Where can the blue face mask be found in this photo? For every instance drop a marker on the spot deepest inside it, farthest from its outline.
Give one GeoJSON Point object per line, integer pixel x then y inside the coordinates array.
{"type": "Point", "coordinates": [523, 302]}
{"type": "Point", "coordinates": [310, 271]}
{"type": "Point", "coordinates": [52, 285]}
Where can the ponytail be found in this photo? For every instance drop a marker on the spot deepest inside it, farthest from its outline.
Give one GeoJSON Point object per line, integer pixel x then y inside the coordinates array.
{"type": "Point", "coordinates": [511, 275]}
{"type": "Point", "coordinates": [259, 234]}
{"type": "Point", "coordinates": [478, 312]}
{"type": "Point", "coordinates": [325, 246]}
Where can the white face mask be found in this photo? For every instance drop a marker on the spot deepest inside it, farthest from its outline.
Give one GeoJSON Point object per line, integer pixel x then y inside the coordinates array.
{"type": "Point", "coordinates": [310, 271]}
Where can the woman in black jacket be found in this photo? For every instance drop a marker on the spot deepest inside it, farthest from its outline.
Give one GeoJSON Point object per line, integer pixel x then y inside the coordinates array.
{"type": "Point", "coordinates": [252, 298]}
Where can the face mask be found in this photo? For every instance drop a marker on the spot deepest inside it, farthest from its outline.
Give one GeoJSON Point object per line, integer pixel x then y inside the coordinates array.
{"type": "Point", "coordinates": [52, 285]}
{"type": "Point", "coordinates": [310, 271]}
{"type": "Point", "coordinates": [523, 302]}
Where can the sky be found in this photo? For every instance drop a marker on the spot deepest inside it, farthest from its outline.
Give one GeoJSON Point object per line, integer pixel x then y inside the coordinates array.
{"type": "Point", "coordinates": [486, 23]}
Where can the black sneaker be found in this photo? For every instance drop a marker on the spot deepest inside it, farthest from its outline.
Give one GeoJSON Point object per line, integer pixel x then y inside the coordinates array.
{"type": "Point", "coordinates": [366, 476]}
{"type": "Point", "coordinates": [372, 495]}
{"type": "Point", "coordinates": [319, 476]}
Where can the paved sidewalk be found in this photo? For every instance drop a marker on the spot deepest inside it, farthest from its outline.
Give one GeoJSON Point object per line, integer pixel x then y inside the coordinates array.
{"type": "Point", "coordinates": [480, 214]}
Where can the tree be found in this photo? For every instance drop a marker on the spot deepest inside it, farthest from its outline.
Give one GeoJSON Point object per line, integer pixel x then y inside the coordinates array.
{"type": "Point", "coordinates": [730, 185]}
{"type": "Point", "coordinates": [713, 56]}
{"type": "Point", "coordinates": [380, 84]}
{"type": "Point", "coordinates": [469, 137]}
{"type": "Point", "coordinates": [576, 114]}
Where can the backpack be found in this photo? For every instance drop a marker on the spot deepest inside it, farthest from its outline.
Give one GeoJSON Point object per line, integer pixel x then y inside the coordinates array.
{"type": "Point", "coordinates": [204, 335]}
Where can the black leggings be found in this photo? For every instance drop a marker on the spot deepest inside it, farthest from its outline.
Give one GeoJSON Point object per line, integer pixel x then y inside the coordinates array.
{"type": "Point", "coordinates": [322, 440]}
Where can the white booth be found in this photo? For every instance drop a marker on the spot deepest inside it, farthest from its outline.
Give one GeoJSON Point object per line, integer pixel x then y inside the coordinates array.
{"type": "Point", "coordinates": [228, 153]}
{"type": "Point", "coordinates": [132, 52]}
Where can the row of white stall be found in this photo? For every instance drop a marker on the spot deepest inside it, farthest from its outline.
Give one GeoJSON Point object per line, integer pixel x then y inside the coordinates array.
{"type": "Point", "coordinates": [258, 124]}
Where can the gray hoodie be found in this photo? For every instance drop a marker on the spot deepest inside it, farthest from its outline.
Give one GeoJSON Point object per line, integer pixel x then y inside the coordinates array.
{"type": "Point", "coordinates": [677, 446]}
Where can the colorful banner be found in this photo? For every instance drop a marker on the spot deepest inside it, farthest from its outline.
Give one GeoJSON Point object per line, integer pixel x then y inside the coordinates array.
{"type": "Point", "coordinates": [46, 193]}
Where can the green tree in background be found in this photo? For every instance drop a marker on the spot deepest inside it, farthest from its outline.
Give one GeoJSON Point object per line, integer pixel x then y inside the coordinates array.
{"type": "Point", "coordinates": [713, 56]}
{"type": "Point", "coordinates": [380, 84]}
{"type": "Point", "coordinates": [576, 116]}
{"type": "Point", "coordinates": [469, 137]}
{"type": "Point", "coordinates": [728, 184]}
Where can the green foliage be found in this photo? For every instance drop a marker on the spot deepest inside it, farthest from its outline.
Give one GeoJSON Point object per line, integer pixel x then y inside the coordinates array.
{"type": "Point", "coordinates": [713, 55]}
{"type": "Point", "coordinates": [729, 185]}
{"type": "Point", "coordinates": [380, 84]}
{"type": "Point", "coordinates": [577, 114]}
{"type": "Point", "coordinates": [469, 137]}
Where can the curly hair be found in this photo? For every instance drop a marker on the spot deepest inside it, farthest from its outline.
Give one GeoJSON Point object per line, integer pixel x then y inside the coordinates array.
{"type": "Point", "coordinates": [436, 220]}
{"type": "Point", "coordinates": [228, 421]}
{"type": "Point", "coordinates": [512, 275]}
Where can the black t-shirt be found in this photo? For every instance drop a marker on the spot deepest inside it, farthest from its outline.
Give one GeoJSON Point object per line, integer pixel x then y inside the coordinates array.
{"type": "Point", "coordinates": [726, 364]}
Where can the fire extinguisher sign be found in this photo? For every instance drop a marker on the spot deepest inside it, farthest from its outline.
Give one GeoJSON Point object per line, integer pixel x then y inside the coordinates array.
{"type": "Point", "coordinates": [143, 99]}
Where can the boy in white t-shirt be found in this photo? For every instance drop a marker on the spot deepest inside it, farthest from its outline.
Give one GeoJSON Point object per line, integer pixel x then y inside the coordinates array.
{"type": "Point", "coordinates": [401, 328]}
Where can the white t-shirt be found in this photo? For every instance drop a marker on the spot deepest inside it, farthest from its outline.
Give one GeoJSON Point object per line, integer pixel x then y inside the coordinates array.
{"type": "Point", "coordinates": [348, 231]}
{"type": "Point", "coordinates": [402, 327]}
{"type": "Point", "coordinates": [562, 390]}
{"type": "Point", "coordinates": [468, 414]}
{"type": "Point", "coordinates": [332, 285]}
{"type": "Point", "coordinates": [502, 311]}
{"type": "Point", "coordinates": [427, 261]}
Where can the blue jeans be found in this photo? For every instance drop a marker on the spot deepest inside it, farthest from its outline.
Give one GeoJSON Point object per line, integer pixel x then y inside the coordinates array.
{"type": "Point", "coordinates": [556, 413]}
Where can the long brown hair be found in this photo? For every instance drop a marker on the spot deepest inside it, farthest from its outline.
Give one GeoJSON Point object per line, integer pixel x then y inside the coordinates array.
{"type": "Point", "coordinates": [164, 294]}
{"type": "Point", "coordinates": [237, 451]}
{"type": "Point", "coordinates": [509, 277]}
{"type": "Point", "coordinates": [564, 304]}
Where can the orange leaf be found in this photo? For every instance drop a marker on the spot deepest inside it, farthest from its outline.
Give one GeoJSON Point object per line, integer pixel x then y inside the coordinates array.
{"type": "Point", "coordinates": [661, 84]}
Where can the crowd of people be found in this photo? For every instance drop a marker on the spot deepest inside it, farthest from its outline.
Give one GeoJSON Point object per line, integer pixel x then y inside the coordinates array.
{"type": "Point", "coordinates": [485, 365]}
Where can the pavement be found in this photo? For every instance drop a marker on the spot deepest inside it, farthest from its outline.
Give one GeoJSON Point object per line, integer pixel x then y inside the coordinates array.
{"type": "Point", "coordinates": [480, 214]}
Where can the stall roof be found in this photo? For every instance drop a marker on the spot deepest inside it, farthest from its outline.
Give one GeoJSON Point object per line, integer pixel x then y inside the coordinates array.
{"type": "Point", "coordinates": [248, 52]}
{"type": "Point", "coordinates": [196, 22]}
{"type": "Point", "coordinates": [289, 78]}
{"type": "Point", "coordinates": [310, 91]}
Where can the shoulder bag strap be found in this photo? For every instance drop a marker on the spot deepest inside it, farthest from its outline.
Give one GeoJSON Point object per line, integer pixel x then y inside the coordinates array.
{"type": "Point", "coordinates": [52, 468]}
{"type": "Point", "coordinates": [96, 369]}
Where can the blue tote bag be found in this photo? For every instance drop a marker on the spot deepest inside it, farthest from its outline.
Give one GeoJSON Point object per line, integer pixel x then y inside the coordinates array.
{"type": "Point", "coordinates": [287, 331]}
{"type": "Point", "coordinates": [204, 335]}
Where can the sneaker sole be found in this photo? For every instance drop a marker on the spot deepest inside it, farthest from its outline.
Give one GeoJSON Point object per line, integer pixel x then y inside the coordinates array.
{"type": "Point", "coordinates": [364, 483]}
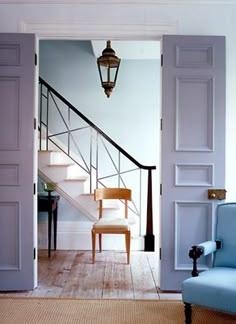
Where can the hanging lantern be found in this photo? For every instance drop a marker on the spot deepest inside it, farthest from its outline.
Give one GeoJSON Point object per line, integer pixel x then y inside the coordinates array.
{"type": "Point", "coordinates": [108, 66]}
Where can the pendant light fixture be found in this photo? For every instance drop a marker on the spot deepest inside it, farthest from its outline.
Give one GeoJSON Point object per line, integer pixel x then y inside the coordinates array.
{"type": "Point", "coordinates": [108, 66]}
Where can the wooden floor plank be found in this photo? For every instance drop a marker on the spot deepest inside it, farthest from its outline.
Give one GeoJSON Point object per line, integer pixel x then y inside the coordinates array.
{"type": "Point", "coordinates": [72, 274]}
{"type": "Point", "coordinates": [118, 279]}
{"type": "Point", "coordinates": [53, 278]}
{"type": "Point", "coordinates": [86, 279]}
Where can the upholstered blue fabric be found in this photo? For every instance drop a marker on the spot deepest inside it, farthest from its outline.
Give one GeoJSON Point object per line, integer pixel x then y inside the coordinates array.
{"type": "Point", "coordinates": [226, 232]}
{"type": "Point", "coordinates": [207, 247]}
{"type": "Point", "coordinates": [214, 288]}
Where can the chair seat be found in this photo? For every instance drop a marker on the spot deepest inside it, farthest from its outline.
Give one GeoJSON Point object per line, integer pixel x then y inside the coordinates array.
{"type": "Point", "coordinates": [115, 223]}
{"type": "Point", "coordinates": [214, 288]}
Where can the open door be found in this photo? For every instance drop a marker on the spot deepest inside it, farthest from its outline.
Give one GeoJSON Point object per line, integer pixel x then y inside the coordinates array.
{"type": "Point", "coordinates": [17, 192]}
{"type": "Point", "coordinates": [193, 148]}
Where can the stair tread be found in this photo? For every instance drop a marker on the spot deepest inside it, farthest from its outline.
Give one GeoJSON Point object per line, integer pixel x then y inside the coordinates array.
{"type": "Point", "coordinates": [60, 164]}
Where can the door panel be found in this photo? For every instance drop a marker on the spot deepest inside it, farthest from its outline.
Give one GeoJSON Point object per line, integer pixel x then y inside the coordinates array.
{"type": "Point", "coordinates": [17, 202]}
{"type": "Point", "coordinates": [193, 148]}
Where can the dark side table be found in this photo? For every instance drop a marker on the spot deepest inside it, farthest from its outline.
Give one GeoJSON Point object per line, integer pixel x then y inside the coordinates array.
{"type": "Point", "coordinates": [49, 203]}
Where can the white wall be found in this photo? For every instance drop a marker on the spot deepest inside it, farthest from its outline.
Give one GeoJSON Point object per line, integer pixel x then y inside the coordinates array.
{"type": "Point", "coordinates": [117, 18]}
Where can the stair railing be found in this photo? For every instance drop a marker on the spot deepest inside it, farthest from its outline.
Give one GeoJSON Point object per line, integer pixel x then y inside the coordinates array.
{"type": "Point", "coordinates": [97, 155]}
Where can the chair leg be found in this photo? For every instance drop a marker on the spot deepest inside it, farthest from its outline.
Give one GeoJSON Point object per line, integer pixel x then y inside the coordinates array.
{"type": "Point", "coordinates": [127, 244]}
{"type": "Point", "coordinates": [93, 245]}
{"type": "Point", "coordinates": [188, 313]}
{"type": "Point", "coordinates": [100, 243]}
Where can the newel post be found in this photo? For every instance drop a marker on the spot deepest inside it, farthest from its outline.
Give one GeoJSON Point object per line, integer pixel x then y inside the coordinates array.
{"type": "Point", "coordinates": [149, 240]}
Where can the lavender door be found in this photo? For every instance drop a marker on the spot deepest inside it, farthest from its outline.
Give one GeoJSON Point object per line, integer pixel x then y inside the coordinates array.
{"type": "Point", "coordinates": [193, 148]}
{"type": "Point", "coordinates": [17, 217]}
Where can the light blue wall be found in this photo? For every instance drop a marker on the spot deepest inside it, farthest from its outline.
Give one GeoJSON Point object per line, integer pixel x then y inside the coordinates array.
{"type": "Point", "coordinates": [130, 116]}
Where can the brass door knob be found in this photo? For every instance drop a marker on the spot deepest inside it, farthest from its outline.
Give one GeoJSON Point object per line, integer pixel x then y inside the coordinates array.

# Your goal:
Look above for the line containing "Where can the blue jeans". Output from there through the line containing "Where can the orange", exactly and inclusively.

# Exercise response:
Where can the blue jeans be found in this photo? For every instance drop a marker on the spot deepest inside it, farthest from its outline.
Give one GeoJSON Point object per line, integer pixel x then y inside the coordinates array.
{"type": "Point", "coordinates": [556, 413]}
Where can the long brown hair be found in this photo? For every instance drop a marker on the spot deepest inside it, farthest from its outline.
Give one GeoJSON Point object per line, integer pixel x then y inside the coordinates array.
{"type": "Point", "coordinates": [164, 294]}
{"type": "Point", "coordinates": [237, 451]}
{"type": "Point", "coordinates": [509, 277]}
{"type": "Point", "coordinates": [564, 304]}
Where can the orange leaf be found in this photo? For every instance drop a marker on the spot deepest inside it, farthest from its outline.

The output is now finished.